課題の目的 ▸
以下の社内ルール違反に関するコラムを読み、次の問いに答えてください。
(a) 皆既食と惑星食が同時に見られたのは、日本では何年ぶりとされていますか。
(b) テレワーク上での弱点として挙げられているのは何ですか。
(c) 人為的ミスの起きやすい環境の特徴として、どのような組織の風土が挙げられていますか。

文書の抜粋 ▸
* * * *

1. 社内ルール違反について考えてみよう

先月(2022年11月)、皆既月食が話題を呼んだ。月が地球の影に完全に覆われる「皆既食」中、さらに、月の後ろに天王星が入る天王星食も見られた。皆既食と惑星食が同時に見られるのは、日本では442年ぶりの天体ショーだった。完全に覆われた状態で太陽光の一部の赤い光が月を照らし、赤黒い色に見えたのが神秘的に見えた。スマホで撮影したが、なぜか満月に写ってしまい失敗に終わった。

ちなみに442年前は1580年になるが、その2年後が「本能寺の変」の年になる。特に意味はないが、同じように誰かが夜空を見ていたのかと想像するとワクワクする。次回は322年後の2344年の土星食と予想されている。322年後には引き継げないが、322年前を想像してくれる人がいることを信じたい。

さて、今回のコラムは、情シスにも大いに関係している社内ルール違反によるインシデント対応や運用ルールの形骸化の原因について考えてみた。特にリモート環境が進み、管理の目が届きにくくなる中、「守られる」社内ルールの整備の難しさを感じる。正しいルールの在り方についてお話ししたい。

2. 職場のルールが守られないことによって起こったインシデント

インシデントと聞くと、悪意を持った外部の人物によるサイバー攻撃や不正アクセスなどのインパクトのある攻撃をイメージする。しかし、メールの誤送信やパソコンの紛失、情報の誤掲載などの社員によるミスも含まれる。不審なメールの開封や不審なサイトへのアクセスによるマルウェア感染なども社員のミスによるインシデントになるかもしれない。

実際は社員が持つセキュリティの知識や技術の欠如に加えて、セキュリティに関する意識の低さも原因と言える。社員のセキュリティレベルが組織のセキュリティレベルに大きく影響を及ぼしているということだ。社員教育については後述の「7. ルールを守る有効な教育や研修の方法」の内容も参照してほしい。

3. テレワーク環境だからこそルールを意識してほしい

セキュリティを担保するためのルールは、業務を一手間増やす場合もあるため、誰にも指摘されず発覚もしない環境であれば、ルールを無視して不正行為を行う可能性が高まる。テレワーク上での弱点は、承認フローが形骸化してしまうことだ。

個人的な意見だが、業務が属人化しているなどの環境も、不正が起こりやすくなると考えられる。現在でもテレワークの拡大傾向にあり、上長や同僚の目が届きにくい労働環境になっている。不正を行う機会が増加するおそれがあることを意識してほしい。

4. ルールが形骸化する特徴とその原因は何か?

ルール違反は、人為的なミスにつながり、さまざまな事故の原因となっている。人為的ミスの起きやすい環境の特徴として、「記録」ではなく「記憶」で行動しがちな組織の風土が挙げられる。

両者の違いは何かと言うと、「記憶」での行動には、例えば、玄関の戸締まりがある。外出時には、ほぼ無意識で施錠し、後から不安になった経験は誰にでもあると思う。このように、「記憶」、いわば「慣れ」で行う動作は、ミスにつながりやすい。ルールがあることすら覚えていなくてもできてしまう。

* * * *

提供された行 ▸
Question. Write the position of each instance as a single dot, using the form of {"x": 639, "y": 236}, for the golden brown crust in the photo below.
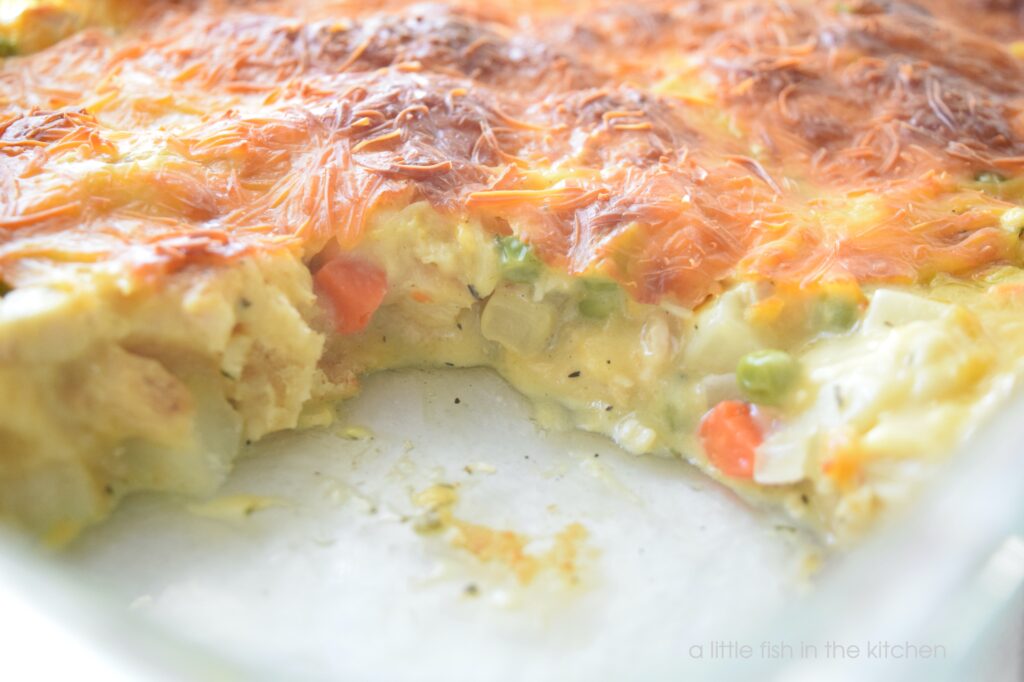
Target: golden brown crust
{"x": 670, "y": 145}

* * * *

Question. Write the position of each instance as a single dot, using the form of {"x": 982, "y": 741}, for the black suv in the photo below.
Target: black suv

* * * *

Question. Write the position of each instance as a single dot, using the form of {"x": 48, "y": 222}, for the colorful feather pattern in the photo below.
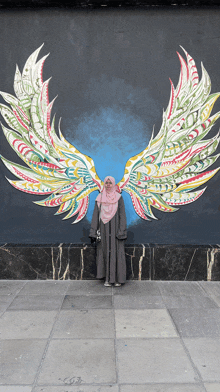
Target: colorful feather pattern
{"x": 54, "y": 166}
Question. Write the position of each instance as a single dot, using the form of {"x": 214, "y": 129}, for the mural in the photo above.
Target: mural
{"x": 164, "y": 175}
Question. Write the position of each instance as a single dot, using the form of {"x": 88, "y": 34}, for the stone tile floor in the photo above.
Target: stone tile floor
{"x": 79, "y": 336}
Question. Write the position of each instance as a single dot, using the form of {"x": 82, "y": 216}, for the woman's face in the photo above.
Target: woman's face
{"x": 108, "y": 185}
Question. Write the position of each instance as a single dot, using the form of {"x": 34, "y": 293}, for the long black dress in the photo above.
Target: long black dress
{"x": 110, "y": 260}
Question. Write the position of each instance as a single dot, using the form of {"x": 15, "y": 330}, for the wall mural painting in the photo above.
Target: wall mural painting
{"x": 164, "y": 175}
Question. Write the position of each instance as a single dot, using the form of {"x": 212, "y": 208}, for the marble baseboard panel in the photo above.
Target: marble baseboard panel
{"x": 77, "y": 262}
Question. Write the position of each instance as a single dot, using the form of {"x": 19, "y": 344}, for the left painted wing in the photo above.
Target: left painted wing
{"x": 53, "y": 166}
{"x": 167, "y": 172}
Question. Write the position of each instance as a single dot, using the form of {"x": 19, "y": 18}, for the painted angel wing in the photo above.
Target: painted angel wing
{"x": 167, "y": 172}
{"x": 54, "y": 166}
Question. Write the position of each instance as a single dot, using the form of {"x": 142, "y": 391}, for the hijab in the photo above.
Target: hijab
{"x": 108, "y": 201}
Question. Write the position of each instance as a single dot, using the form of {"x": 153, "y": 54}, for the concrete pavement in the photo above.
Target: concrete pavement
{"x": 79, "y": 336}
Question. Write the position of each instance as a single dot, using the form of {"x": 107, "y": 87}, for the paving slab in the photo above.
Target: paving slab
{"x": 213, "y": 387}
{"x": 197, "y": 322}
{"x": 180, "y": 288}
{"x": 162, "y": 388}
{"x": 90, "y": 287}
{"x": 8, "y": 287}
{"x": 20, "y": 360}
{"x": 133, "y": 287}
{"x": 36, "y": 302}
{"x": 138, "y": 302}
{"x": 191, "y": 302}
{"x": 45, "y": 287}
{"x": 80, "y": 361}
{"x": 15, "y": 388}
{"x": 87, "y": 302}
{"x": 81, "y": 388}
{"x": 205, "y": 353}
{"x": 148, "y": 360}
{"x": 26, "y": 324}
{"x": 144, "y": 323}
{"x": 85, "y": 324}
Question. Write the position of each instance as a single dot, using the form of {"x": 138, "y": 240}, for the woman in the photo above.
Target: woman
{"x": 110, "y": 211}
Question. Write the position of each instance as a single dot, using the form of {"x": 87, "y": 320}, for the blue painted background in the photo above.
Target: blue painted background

* * * *

完成した解答 ▸
(a) 442年ぶりです。
(b) 承認フローが形骸化してしまうことです。
(c) 「記録」ではなく「記憶」で行動しがちな組織の風土です。